(Dataset items)
※
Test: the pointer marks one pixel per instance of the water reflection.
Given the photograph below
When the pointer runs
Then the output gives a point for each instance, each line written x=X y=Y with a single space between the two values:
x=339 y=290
※
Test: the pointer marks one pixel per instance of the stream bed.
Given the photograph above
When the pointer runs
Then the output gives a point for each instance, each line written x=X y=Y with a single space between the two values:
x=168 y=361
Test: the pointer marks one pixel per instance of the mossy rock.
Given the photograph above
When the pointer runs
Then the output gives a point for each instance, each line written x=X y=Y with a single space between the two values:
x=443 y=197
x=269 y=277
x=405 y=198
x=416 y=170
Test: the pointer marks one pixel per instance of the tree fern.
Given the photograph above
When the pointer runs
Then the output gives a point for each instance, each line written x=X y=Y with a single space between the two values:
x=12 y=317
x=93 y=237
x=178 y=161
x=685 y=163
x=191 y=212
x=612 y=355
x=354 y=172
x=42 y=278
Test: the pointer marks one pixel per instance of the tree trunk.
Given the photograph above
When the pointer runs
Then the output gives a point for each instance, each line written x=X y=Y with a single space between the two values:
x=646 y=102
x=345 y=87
※
**What the exercise asks:** Turn the records from the line containing "Test: the pointer marks one pixel per instance of the water" through the line containing "x=339 y=290" into a JSON list of strings, with one string per line and blank lines omitted.

**Correct answer:**
[
  "Test: the pointer marks one pixel per instance of the water reflection.",
  "Given the photograph below",
  "When the pointer runs",
  "Then the output gives a point for each instance, each line written x=X y=Y with a single space between the two values:",
  "x=339 y=290"
]